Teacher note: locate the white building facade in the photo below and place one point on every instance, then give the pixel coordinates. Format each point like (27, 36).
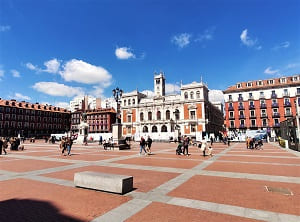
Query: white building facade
(168, 116)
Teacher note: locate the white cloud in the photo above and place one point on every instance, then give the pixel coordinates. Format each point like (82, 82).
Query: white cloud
(4, 28)
(52, 66)
(57, 89)
(15, 73)
(124, 53)
(216, 95)
(64, 105)
(19, 96)
(97, 91)
(32, 67)
(246, 40)
(181, 40)
(206, 35)
(269, 71)
(172, 88)
(82, 72)
(282, 45)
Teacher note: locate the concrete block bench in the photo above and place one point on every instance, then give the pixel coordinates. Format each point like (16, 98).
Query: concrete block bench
(102, 181)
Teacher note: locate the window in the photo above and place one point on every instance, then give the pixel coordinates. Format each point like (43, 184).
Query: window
(192, 95)
(164, 128)
(168, 114)
(193, 127)
(177, 114)
(149, 115)
(154, 129)
(192, 114)
(141, 116)
(158, 115)
(186, 96)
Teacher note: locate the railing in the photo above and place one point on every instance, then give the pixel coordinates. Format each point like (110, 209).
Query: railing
(263, 106)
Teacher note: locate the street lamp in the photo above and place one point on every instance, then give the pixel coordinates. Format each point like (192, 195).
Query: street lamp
(117, 94)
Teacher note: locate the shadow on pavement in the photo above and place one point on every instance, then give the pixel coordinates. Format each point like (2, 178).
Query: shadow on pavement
(17, 210)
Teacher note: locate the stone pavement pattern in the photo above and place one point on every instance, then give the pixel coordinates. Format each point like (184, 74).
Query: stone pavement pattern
(37, 184)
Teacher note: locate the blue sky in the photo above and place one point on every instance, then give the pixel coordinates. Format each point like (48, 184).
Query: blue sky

-- WORK TO COMPLETE --
Search the data for "Query: stone pavement pattern". Beginning with that line, set down every line through the last exactly.

-- OUTPUT OF THE EXERCISE --
Query: stone pavement pattern
(37, 184)
Teacher note: locate the blue sky in the photo above and place one point on every instance, then give the pixel coordinates. Format each point like (48, 184).
Query: blue sky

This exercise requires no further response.